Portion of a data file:
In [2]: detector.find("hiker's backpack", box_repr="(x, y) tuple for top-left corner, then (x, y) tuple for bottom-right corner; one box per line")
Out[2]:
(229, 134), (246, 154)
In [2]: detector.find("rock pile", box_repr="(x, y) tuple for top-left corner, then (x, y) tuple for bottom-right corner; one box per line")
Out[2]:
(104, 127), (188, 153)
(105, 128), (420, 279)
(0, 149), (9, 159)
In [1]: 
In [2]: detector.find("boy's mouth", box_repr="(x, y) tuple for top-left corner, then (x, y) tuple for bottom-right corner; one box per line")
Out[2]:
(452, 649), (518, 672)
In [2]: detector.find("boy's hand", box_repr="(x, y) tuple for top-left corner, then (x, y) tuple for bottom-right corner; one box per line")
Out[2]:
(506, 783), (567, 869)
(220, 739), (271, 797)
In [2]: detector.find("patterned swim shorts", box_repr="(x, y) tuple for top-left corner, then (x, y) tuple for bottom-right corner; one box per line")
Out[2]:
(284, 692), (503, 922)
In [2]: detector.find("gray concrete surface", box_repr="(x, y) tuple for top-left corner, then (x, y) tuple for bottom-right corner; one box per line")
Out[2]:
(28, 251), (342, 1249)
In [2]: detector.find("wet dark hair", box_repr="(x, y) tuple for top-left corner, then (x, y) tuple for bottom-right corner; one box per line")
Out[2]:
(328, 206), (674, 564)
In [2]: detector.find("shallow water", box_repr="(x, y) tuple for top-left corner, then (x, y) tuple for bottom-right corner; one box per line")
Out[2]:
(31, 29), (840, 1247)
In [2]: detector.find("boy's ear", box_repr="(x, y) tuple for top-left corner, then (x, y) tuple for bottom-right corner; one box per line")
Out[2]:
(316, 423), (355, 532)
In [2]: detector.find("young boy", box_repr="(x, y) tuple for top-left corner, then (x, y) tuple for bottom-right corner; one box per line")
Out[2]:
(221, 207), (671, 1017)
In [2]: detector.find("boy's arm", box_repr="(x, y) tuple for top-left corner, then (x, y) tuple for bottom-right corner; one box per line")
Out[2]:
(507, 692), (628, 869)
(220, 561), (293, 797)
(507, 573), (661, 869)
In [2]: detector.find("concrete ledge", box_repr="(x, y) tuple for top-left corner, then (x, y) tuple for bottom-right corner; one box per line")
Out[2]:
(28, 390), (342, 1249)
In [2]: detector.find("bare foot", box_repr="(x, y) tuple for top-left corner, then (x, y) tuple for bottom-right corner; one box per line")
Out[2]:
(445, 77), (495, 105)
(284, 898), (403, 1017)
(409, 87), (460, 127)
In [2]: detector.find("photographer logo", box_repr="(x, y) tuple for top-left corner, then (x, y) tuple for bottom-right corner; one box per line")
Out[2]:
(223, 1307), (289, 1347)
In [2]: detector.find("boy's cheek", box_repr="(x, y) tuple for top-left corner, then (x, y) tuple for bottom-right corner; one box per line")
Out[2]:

• **GIVEN PROBLEM**
Rewrite all of the items above, renaming "detector" to "locator" wherever it occurs and leaving every other character untouched.

• **FINISHED ANSWER**
In [2]: locator.find("hiker's backpack", box_repr="(x, y) tuple for top-left corner, then (x, y) tuple for bottom-right corner; one box per line")
Out[2]:
(229, 134), (246, 154)
In [2]: locator.find("rock pile", box_repr="(x, y) tuple for top-left corner, then (x, y) tuple for bottom-right corner; one box per line")
Out[2]:
(104, 127), (188, 153)
(105, 128), (420, 279)
(0, 149), (9, 159)
In [1]: 
In [2]: locator.find("boy's mouth", box_repr="(x, y) tuple for top-left corner, then (x, y) tuple for bottom-right corner; one box per line")
Out[2]:
(452, 649), (518, 672)
In [2]: locator.find("boy's hand", box_repr="(x, y) tuple for top-left corner, then (x, y) tuple for bottom-right corner; one box per line")
Out[2]:
(506, 783), (567, 869)
(220, 739), (271, 797)
In [2]: locator.find("patterned swim shorts", box_repr="(x, y) tuple for top-left corner, then (x, y) tuple for bottom-right corner; one box per line")
Out[2]:
(284, 692), (503, 922)
In [2]: locator.find("gray concrete surface", box_repr="(x, y) tuple for top-left corner, then (x, y) tuple for bottom-right corner; one box per line")
Out[2]:
(28, 251), (342, 1249)
In [2]: locator.find("wet dark hair", box_repr="(x, y) tuple for top-left corner, then (x, y) tuple for bottom-right corner; one box per line")
Out[2]:
(328, 206), (674, 564)
In [2]: locator.find("shallow water", box_repr="(x, y) tuple for top-left corner, then (x, y) tuple for bottom-right corner; one box per line")
Out[2]:
(31, 29), (840, 1247)
In [2]: locator.find("boy's ear", box_repr="(x, y) tuple for top-left corner, then (x, y) tuple for bottom-right corner; one box per line")
Out[2]:
(316, 423), (355, 532)
In [2]: locator.find("young boy", box_repr="(x, y) tuple for top-left corner, then (x, y) tuple for bottom-right corner; one box per line")
Out[2]:
(221, 207), (671, 1017)
In [2]: locator.find("boy's arm", box_repr="(x, y) tuple for top-left corner, then (x, y) tuple for bottom-right corner; one box per line")
Out[2]:
(507, 692), (628, 869)
(220, 561), (293, 797)
(507, 573), (661, 869)
In [2]: locator.find("concrete ledge", box_repr="(x, y) tuple for top-left corner, then (x, y) tuple for bottom-right corner; one box per line")
Out[2]:
(28, 390), (342, 1249)
In [2]: locator.find("bare foot", box_repr="(x, y) tuple for top-left corner, then (x, y) tuple for bottom-right corner; one box per line")
Out[2]:
(445, 77), (495, 105)
(284, 898), (403, 1017)
(409, 87), (460, 127)
In [2]: locator.find("photographer logo", box_repr="(x, y) tuple for top-left corner, then (x, y) tuple for bottom-right corner; one box per line")
Out[2]:
(223, 1307), (289, 1347)
In [2]: locator.find("boy's cheek", box_repr="(x, y) tuple for top-left corner, then (x, y) tuple for bottom-right corner; one box per line")
Out[2]:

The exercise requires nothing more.